Complete the following →
**a)** Update the reinsurance agreement excerpt by giving the passage again, starting with "9. Actions and" and going on through "under this Agreement.", with "arbitrator" replaced by "arbiter".
**b)** In the reinsurance agreement excerpt, shorten the paragraph that begins "7. Investigations." while keeping its main facts.
**c)** According to the reinsurance agreement excerpt, under what part of the Code is the Company subject to U.S. taxation?

Document excerpt →
6. Approvals of Governmental Authorities. No consent, waiver, license,
-------------------------------------
approval, order or authorization of, or registration, filing or declaration
with, or notices to, any person, entity or Governmental Authority is required to
be obtained, maintained, made or given by or with respect to the Company in
connection with (i) the execution and delivery of this Agreement by the Company,
or (ii) the consummation by the Company of the transactions contemplated hereby.
7. Investigations. The Company will notify the Reinsurer immediately, in
--------------
writing, of any and all investigations of the Company or its directors,
principal officers or shareholders conducted by any Governmental Authority,
other than routine investigations by insurance regulators.
8. Reinsured Contracts. The Reinsured Contracts have been filed and
-------------------
approved by the applicable regulatory authorities as required by applicable law,
rule or regulation, and all Reinsured Contracts are in compliance with
applicable tax laws and federal or state laws governing the offering or sale of
securities.
9. Actions and Proceedings. The Company expressly acknowledges that there
-----------------------
are no (a) outstanding orders, decrees or judgments by or with any Governmental
Authority or (b) actions, suits, arbitrations or legal, administrative or other
proceedings (including, without limitation, any conservation, rehabilitation,
liquidation or similar proceeding) pending or, to the knowledge of the Company,
threatened against the Company, at law or in equity, or before or by
19
any Governmental Authority or before any arbitrator of any kind, which would, in
the case of (a) or (b), preclude or prohibit the execution or performance of
material obligations of the Company under this Agreement.
10. Documents True and Complete. The Company represents and warrants that
---------------------------
it has provided to the Reinsurer true, complete and correct copies of documents
and financial statements, including, but not limited to, the Company SAP
Statements. The Company further represents and warrants that all factual
information that it provided to the Reinsurer is complete and accurate as of the
date of the document in which such information is contained and that any
assumptions made in providing this information were based upon informed judgment
and are consistent with sound actuarial principles. The Company also
acknowledges that the Reinsurer has relied on this information and the foregoing
representations in entering into this Agreement.
11. No Material Changes. The Company expressly acknowledges that it is not
-------------------
aware of any omissions, errors, changes or discrepancies that would have the
effect of making the documentation and latest financial statements that have
been provided to the Reinsurer inaccurate in any material respect.
12. Tax Status. The Company is subject to U.S. taxation under Subchapter L
----------
of Chapter 1 of the Code.
13. Third Party Reinsurance on Reinsured Risks. The Company represents and
------------------------------------------
warrants that there are no reinsurance arrangements that the Company has entered
into whereby the Company cedes risks relating to the GMDB benefits under the
Reinsured Contracts, other than this Agreement.

Listed entries →
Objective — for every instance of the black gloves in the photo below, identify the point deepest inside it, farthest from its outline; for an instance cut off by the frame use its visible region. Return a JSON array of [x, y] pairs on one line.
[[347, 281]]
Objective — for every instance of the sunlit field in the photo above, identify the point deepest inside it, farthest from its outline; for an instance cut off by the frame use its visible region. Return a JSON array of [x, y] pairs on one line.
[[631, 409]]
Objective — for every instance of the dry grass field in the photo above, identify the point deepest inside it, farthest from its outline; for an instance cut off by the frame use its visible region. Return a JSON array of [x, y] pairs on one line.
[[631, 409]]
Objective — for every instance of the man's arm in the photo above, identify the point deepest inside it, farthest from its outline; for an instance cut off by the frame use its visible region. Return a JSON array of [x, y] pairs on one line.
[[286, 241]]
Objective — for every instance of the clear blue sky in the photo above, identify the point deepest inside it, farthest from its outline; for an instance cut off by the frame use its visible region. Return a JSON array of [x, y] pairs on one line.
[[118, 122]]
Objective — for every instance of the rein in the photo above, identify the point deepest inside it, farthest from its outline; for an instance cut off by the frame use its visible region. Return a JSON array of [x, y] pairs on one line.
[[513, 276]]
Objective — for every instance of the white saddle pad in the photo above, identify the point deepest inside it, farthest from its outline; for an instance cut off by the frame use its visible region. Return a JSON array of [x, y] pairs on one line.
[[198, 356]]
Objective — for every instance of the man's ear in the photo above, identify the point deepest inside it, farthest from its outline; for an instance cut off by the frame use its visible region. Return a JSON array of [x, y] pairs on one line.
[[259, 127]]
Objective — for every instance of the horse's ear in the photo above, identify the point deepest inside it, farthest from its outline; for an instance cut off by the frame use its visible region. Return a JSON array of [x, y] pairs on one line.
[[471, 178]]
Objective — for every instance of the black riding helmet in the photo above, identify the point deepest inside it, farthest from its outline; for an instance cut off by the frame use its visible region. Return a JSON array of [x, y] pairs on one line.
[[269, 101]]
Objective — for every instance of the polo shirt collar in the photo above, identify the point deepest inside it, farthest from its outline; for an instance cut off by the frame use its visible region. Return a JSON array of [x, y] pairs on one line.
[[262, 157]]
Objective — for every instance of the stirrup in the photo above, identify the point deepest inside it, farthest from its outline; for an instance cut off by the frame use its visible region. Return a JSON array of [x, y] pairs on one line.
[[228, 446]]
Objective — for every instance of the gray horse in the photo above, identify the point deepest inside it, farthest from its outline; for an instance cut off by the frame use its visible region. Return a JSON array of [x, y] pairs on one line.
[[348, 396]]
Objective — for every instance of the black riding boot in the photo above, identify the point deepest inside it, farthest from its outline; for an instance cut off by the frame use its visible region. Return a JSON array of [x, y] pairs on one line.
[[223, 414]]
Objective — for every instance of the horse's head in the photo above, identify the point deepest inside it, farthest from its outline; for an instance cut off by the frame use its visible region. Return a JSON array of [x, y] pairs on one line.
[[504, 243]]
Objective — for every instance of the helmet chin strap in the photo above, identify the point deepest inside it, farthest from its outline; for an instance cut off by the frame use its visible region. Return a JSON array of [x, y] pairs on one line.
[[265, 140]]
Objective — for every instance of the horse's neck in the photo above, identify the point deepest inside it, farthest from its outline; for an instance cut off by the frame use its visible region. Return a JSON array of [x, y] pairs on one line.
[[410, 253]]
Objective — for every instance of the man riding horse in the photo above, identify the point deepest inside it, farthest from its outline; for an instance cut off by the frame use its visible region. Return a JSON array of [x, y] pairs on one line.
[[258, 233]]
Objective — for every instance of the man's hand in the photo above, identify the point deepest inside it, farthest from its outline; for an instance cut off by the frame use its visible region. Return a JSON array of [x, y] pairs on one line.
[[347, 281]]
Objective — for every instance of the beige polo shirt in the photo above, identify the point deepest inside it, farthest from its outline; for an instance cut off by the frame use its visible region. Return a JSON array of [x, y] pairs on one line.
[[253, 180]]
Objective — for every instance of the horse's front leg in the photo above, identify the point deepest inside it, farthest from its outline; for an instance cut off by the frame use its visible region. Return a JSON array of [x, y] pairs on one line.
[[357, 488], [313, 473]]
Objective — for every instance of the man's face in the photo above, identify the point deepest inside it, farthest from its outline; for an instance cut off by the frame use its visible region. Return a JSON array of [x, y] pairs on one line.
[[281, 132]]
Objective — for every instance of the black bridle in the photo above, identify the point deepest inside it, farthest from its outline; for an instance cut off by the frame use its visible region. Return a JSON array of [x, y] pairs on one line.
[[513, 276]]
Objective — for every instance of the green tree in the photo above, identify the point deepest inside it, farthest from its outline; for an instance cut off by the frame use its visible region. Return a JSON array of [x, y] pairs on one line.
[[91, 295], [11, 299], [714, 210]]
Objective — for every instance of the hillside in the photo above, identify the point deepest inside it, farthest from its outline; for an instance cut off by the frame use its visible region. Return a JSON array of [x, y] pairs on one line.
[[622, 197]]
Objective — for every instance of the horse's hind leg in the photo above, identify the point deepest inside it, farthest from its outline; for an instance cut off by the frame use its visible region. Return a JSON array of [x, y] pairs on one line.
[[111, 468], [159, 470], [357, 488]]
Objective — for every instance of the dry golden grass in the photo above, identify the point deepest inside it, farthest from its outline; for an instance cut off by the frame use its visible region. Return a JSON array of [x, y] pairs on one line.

Answers to the exercises →
**a)**
9. Actions and Proceedings. The Company expressly acknowledges that there
-----------------------
are no (a) outstanding orders, decrees or judgments by or with any Governmental
Authority or (b) actions, suits, arbitrations or legal, administrative or other
proceedings (including, without limitation, any conservation, rehabilitation,
liquidation or similar proceeding) pending or, to the knowledge of the Company,
threatened against the Company, at law or in equity, or before or by
19
any Governmental Authority or before any arbiter of any kind, which would, in
the case of (a) or (b), preclude or prohibit the execution or performance of
material obligations of the Company under this Agreement.

**b)** 7. Investigations. The Company must notify the Reinsurer immediately and in writing of any investigation by a Governmental Authority into the Company or its directors, principal officers or shareholders, except routine investigations by insurance regulators.

**c)** Subchapter L of Chapter 1 of the Code.